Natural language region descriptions

......

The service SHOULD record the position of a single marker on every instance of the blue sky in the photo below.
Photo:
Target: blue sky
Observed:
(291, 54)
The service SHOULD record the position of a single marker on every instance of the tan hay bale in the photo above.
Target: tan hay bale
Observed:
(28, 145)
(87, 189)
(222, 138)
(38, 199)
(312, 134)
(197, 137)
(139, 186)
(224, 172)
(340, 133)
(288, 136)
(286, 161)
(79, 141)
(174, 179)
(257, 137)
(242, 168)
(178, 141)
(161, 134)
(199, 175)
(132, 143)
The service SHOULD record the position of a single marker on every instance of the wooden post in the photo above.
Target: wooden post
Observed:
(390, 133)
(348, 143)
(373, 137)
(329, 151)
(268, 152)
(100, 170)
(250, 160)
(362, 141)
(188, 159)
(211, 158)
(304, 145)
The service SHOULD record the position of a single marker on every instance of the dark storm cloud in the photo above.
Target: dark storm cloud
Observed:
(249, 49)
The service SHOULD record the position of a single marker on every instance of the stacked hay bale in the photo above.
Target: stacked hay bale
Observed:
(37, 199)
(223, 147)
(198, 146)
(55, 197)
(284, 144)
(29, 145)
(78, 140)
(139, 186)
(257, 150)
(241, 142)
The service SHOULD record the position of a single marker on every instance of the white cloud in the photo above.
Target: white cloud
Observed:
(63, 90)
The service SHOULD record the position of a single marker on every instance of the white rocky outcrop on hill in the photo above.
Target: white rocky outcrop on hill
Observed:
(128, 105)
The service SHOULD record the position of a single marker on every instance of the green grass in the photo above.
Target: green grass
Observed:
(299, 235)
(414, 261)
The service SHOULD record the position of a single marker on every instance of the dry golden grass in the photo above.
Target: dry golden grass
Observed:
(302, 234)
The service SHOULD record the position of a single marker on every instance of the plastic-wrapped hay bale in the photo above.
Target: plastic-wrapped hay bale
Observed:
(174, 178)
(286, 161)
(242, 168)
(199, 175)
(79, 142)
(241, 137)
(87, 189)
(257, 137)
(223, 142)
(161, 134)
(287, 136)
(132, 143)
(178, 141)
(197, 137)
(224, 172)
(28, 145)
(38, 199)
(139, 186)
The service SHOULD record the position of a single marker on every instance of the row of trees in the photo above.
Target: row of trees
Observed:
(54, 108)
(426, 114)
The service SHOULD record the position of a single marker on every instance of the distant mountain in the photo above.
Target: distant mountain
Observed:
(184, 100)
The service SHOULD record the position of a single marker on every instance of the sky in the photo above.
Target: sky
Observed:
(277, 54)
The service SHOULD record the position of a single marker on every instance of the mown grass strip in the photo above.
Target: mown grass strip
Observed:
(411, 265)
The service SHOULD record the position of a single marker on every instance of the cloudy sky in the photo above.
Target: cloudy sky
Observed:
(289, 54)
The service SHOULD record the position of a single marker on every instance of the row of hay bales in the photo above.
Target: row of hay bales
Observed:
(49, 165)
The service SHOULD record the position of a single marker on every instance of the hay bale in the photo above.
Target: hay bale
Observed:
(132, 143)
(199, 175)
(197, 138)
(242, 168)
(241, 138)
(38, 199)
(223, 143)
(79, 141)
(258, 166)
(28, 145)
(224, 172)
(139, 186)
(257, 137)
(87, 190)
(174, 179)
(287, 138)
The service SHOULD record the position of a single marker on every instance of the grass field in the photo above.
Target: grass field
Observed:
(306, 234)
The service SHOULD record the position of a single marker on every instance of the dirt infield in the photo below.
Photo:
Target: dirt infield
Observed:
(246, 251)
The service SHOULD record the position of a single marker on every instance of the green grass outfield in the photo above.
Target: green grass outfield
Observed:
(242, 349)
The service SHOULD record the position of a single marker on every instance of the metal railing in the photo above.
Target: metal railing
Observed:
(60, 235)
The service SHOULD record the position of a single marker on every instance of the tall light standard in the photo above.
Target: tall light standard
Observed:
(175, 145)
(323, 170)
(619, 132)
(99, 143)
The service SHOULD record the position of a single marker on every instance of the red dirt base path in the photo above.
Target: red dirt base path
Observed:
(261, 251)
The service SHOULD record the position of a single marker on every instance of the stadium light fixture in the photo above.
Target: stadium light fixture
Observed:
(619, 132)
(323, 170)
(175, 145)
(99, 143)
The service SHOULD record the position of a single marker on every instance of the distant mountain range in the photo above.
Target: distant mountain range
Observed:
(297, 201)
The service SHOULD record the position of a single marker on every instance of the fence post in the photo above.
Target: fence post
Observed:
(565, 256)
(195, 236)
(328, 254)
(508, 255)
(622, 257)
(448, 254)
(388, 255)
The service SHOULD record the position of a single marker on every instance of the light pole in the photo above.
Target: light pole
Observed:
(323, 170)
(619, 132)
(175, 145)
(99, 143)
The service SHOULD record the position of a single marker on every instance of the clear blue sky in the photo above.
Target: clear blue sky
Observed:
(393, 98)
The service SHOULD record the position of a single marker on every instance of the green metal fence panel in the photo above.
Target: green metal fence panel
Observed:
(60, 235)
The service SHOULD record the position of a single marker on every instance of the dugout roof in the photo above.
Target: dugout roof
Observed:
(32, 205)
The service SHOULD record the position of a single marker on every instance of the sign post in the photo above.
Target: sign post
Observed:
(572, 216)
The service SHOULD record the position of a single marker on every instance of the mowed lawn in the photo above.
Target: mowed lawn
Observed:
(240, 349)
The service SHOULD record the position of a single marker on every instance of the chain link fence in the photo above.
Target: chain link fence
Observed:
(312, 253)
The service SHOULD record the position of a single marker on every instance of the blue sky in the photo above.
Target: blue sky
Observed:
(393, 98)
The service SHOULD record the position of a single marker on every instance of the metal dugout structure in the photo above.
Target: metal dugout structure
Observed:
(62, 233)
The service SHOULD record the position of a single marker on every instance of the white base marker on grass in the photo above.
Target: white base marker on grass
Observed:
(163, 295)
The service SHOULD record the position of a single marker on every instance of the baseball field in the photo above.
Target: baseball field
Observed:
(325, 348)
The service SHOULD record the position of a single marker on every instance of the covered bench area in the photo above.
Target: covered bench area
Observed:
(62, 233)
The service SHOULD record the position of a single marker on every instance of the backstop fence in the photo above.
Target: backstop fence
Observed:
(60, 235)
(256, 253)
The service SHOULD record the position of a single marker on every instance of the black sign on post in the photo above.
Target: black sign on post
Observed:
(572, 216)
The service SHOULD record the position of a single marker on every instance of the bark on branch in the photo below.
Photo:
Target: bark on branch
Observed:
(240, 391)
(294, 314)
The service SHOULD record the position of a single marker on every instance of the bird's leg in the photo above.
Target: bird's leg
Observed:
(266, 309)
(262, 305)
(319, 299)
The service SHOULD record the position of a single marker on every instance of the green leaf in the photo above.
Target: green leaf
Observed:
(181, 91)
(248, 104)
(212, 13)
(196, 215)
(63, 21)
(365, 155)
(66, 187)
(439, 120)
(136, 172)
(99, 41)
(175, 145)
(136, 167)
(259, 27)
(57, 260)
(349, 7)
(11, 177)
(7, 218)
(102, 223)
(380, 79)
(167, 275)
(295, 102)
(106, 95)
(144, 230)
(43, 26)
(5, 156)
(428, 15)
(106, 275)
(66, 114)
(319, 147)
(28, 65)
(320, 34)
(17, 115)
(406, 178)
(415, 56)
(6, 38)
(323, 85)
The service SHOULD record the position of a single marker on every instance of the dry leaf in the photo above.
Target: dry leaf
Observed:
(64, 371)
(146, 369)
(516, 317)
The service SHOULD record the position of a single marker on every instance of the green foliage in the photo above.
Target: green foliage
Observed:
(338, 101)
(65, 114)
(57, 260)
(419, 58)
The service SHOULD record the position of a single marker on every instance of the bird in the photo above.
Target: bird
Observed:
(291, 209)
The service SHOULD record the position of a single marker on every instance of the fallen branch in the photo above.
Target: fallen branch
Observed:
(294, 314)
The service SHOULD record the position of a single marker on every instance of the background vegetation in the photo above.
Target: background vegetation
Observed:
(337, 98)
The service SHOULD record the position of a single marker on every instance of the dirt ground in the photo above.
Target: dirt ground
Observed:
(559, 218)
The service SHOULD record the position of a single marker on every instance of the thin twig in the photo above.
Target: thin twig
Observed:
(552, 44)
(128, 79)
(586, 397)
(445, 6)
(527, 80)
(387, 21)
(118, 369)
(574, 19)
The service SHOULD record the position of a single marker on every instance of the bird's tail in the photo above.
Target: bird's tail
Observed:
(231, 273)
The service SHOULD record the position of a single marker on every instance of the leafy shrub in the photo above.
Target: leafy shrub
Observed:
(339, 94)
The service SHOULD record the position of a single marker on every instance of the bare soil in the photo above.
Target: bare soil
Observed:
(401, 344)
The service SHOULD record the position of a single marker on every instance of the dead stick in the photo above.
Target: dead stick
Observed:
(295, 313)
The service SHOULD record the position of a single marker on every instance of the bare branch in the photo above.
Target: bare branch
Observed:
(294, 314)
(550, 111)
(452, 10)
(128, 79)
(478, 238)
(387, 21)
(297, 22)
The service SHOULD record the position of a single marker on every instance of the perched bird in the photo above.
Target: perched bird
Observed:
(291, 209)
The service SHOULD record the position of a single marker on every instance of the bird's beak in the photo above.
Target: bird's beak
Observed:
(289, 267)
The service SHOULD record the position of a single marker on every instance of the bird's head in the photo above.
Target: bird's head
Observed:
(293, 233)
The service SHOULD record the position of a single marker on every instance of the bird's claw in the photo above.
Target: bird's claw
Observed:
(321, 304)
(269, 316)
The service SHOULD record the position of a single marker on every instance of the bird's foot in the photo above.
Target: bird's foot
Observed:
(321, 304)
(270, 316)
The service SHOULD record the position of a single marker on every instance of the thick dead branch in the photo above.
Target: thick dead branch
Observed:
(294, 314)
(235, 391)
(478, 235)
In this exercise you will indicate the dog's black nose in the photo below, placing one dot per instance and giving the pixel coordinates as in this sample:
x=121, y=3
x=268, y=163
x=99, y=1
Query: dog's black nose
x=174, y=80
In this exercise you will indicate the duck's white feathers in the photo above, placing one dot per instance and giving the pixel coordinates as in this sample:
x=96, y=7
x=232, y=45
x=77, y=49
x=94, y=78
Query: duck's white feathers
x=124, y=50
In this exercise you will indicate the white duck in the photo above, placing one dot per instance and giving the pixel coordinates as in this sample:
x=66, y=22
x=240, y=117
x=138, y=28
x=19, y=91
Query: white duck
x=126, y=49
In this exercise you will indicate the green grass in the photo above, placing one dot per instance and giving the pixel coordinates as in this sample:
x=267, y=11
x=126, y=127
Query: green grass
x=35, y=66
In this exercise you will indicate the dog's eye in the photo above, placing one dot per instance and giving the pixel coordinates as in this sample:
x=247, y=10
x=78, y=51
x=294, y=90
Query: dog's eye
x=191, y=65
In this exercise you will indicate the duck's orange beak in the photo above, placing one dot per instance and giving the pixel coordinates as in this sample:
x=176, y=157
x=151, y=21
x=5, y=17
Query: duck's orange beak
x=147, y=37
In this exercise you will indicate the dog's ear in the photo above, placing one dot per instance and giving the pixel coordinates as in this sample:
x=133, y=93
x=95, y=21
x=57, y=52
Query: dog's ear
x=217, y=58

......

Take each line above that holds the string "fallen" and copy it.

The service SHOULD record the position of a single marker on every instance of the fallen branch in the photo above.
Target: fallen branch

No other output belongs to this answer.